Record list ▸
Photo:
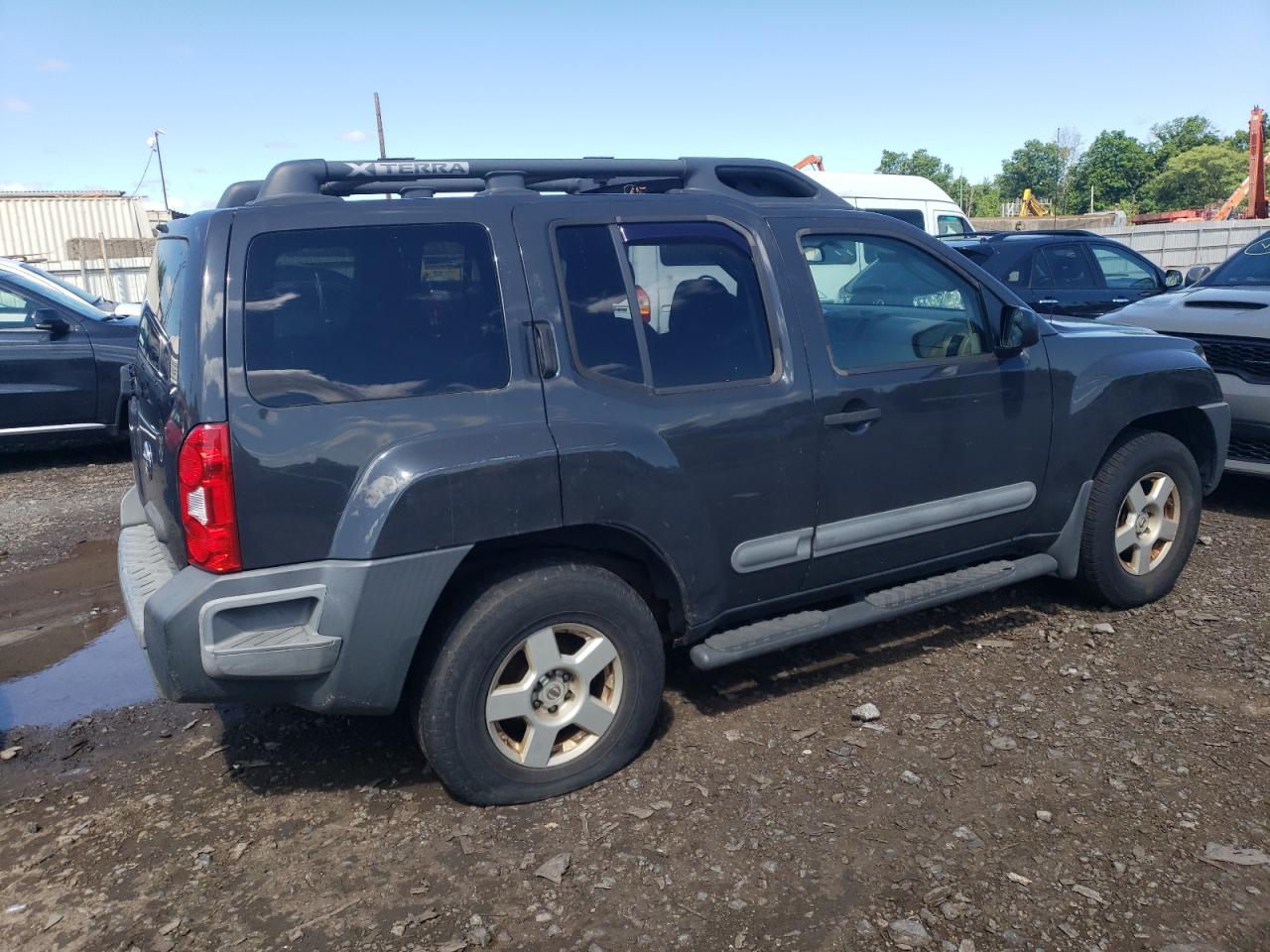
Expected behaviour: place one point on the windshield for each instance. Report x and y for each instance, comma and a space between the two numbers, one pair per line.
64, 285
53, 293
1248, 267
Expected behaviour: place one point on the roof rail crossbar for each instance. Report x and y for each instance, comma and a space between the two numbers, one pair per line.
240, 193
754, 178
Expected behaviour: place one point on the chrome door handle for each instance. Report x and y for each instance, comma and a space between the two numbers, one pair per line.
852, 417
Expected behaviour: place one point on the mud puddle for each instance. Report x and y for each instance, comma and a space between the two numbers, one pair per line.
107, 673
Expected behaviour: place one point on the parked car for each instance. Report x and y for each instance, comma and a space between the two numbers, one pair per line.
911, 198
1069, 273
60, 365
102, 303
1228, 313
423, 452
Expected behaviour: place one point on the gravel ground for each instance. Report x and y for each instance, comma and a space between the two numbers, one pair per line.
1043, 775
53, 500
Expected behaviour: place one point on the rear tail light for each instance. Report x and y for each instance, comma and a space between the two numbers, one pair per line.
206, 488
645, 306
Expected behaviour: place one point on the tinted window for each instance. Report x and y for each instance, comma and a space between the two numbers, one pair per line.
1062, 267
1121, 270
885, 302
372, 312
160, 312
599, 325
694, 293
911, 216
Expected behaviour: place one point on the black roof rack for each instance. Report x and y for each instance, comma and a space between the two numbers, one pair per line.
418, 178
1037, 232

Task goal ▸
Please change every "Report x and y" in the listing above to "Give x and y" and leave the rest of each line unchanged. Leave the pictures out of your answer.

Completed task ▸
Photo:
Expected behaviour: place one point on the windshield for each instance. Give x and y for each instance, comma and a space between the two numbers, one pair per line.
64, 285
53, 293
1248, 267
Expected behaviour: place one point on the roof rail crossbar for each instance. Give x and y for each instance, comma and a space between the two numbers, one pair per line.
240, 193
754, 178
Expected behaviour: place one point on the chrome door handle for each instance. Give x and y for each instance, comma and a space between the two numbers, one pair per line.
852, 417
Expected behaviour: place one point on the mud puddle for each instance. Give x and y for each instance, comma and a space between the two numbers, one pair per line.
107, 673
Expected behaviour: place one point on the parked car for each instance. Give x and y for each instance, comma and a space between the two numbers, one pair per line.
911, 198
1069, 273
60, 365
102, 303
1228, 313
423, 452
Expected behaviour: place one point on the gravel ground for each instance. Give x and y for each instance, comma and a space between the two numbers, one pair per line.
1043, 775
53, 500
Expected behaviour: place one point on the rear tail light for each instance. Give x and y for each instance, comma and a space between the two numbers, one pair per line.
206, 488
645, 306
Expected behaviour: place one point on the tinted window for each instance. Give x and y for each instance, comma and a space between the two numbers, one pair per line.
1062, 267
1121, 270
885, 302
372, 312
160, 312
599, 325
694, 293
911, 216
Expected behaviour: place one point on the black roof rack for each instance. Give x and y for each instance, comma and a space between the two numbers, one pair per line.
418, 178
1037, 232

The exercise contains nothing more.